Stated goal: Render the records below as a two-column CSV with the header row record_text,answer and one row per record. Put each record's full text and its answer in one quoted field each, with line breaks replaced by spaces.

····················

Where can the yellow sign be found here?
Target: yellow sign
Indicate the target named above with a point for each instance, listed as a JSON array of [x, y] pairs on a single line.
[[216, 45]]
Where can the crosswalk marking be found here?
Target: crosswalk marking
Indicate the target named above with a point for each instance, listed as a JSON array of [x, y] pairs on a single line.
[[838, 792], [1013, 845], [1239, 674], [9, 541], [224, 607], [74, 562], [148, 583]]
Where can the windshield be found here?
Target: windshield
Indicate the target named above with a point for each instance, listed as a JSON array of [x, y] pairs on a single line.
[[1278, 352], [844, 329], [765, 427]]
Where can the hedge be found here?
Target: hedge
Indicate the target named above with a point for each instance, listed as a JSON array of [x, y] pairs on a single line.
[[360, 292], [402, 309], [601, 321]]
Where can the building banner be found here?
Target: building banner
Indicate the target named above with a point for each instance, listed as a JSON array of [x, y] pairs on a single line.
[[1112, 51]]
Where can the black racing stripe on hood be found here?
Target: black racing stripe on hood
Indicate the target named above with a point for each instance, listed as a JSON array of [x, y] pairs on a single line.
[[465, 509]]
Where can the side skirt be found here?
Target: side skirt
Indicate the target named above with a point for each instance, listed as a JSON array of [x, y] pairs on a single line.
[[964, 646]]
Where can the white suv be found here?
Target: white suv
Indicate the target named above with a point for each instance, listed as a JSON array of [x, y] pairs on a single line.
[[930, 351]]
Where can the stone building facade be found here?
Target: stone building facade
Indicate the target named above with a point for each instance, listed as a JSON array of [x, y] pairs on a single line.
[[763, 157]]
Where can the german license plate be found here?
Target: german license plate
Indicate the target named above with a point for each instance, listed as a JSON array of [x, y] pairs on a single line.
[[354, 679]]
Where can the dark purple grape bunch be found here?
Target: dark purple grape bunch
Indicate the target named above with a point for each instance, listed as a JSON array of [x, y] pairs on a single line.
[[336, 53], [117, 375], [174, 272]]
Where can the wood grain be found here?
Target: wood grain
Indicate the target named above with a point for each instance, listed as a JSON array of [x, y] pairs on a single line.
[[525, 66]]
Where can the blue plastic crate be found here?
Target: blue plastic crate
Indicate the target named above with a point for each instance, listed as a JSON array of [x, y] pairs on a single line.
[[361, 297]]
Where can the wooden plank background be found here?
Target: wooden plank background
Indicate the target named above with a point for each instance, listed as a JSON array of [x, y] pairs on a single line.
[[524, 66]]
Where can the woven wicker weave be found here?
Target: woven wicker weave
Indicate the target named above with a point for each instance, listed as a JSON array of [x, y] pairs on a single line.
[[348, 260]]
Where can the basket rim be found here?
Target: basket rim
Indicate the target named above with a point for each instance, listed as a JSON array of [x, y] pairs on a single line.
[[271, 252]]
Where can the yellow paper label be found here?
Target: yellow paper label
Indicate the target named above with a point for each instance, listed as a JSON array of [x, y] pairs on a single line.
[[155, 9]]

····················

Output below:
record_text,answer
"Where can the yellow sign be found here? Target: yellow sign Indicate the target named above with a point for each instance, listed as a JSON array of [x, y] pairs on a single line.","[[216, 45]]"
"Where can the crosswalk marking be found here? Target: crosswalk marking Indicate the target named above with a point for each instance, listed as a JSON array of [x, y] pairs on a single line.","[[838, 792], [1013, 845], [1239, 674], [9, 541], [224, 607], [74, 562], [148, 583]]"
"Where can the windshield be found here? Target: windshield Indicate the target named above with a point for each instance, listed as a JSON array of [x, y] pairs on a single line.","[[1278, 352], [844, 329], [765, 427]]"
"Where can the hedge be found here? Target: hedge Indicate the target named above with a point for each instance, listed as a JSON array of [x, y] pairs on a single line.","[[360, 292], [402, 309], [601, 321]]"
"Where can the building banner be found here? Target: building banner Indicate the target named above with a point for each instance, listed as a JSON array of [x, y] pairs on a single line.","[[1112, 51]]"
"Where can the black racing stripe on hood be found here? Target: black racing stripe on hood Indicate the target named above with a point for each instance, listed as a JSON array of [x, y] pairs on a single line.","[[465, 509]]"
"Where can the side skirt be found here? Target: side skirt Indicate the target named above with a point for each instance, listed as a JSON array of [x, y] pairs on a single line.","[[964, 646]]"
"Where can the white suv be found here? Target: white suv Indicate the target named above with a point for each instance, listed as a JSON array of [x, y] pairs on a single line.","[[930, 351]]"
"Where can the stone building facade be found here? Target: stone building facade Indicate the target named above with a point for each instance, listed as a JSON array of [x, y] pairs on a single line.","[[763, 157]]"
"Where can the german license plate be found here? Target: german license plate Indicate the target named above with a point for each instance, listed as a JSON array of [x, y] pairs on a single line.","[[354, 679]]"
"Where can the dark purple grape bunch be found here? Target: dark purple grape bunch Indicate the target named above with a point for each instance, listed as a JSON array of [x, y] pairs on a single line.","[[336, 53], [117, 375], [174, 272]]"
"Where can the wood grain be found here? Target: wood grain Indicate the target named above with a point for each instance, listed as a JSON array of [x, y] pairs on a single line.","[[525, 66]]"
"Where can the blue plastic crate be found here? Target: blue plastic crate Indicate the target named above with a point for each instance, listed as a JSON array of [x, y] pairs on a single line.","[[361, 297]]"
"Where can the wooden plank background be found here? Target: wooden plank background Indicate the target named above with a point for each instance, listed as a JSON array of [x, y] pairs on a single line.","[[524, 66]]"
"Where can the woven wicker weave be found here? Target: woven wicker weave Indicate the target named above with a point for each instance, listed as a JSON array of [x, y] pairs on a single line.","[[348, 260]]"
"Where can the basket rim be found here? Target: basket rim Indicate the target named above with a point for each instance, listed as a JSON array of [x, y] pairs on a single line.","[[271, 252]]"
"Where can the yellow paper label be found here? Target: yellow paper label Indicate the target named above with a point for each instance, listed as a JSON array of [x, y] pairs on a single line.","[[155, 9]]"